--- SOURCE TEXT ---
>> start

SPIEGEL: You responded by demanding that Israeli-Arab members of parliament who are in contact with Hezbollah and Hamas should be executed like "Nazi collaborators"?
Lieberman: I meant Hezbollah henchmen in our country. They have to be put to trial like the Nazis in Nuremberg. When the leader of Hezbollah, Hassan Nasrallah, kills two Arab children with his rockets in Nazareth and the father declares his children to be martyrs and Nasrallah to be his brother; when the same father says Israel is guilty and then receives financial support from our National Insurance Institute, this is absurd.
SPIEGEL: Israel feels threatened not only by Hamas and Hezbollah, but also by the regime in Tehran. Can you confirm reports that your government is preparing for a nuclear strike on the Iranian nuclear facilities?
Lieberman: No, Iran is not an Israeli problem, it is a problem for the whole free world. What we have here is a clash of "different" civilizations, and Israeli is located at the front line. Bin Laden for example is not a rational person. What do you want to offer him? Money, territories? He would not accept anything in return for ending terror. The same is true of (Iranian President Mahmoud) Ahmadinejad.
SPIEGEL: A scenario in which Israel undertook a military strike is not far-fetched. In 1981, under then prime minister Menachem Begin, Israel bombarded a nuclear facility -- the Osirak reactor in Iraq.
Lieberman: That was one of Begin's most important decisions. Otherwise Saddam Hussein would have found himself in a different position. Even those who criticized us at that time do acknowledge this today.
SPIEGEL: If you rule out negotiations with Iran, you are either left with sanctions or a military solution.

>> end

--- EXERCISE REQUIREMENTS ---
Write out the interview word for word, starting at the words "SPIEGEL: You responded" and stopping after "Iranian nuclear facilities?".

--- SUPPLIED INFORMATION ---

>> start

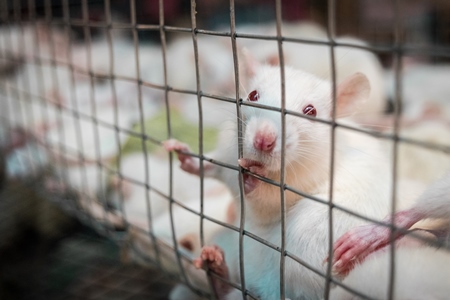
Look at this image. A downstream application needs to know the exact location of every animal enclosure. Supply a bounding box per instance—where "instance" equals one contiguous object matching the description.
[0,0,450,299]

>> end

--- WRITTEN ANSWER ---
SPIEGEL: You responded by demanding that Israeli-Arab members of parliament who are in contact with Hezbollah and Hamas should be executed like "Nazi collaborators"?
Lieberman: I meant Hezbollah henchmen in our country. They have to be put to trial like the Nazis in Nuremberg. When the leader of Hezbollah, Hassan Nasrallah, kills two Arab children with his rockets in Nazareth and the father declares his children to be martyrs and Nasrallah to be his brother; when the same father says Israel is guilty and then receives financial support from our National Insurance Institute, this is absurd.
SPIEGEL: Israel feels threatened not only by Hamas and Hezbollah, but also by the regime in Tehran. Can you confirm reports that your government is preparing for a nuclear strike on the Iranian nuclear facilities?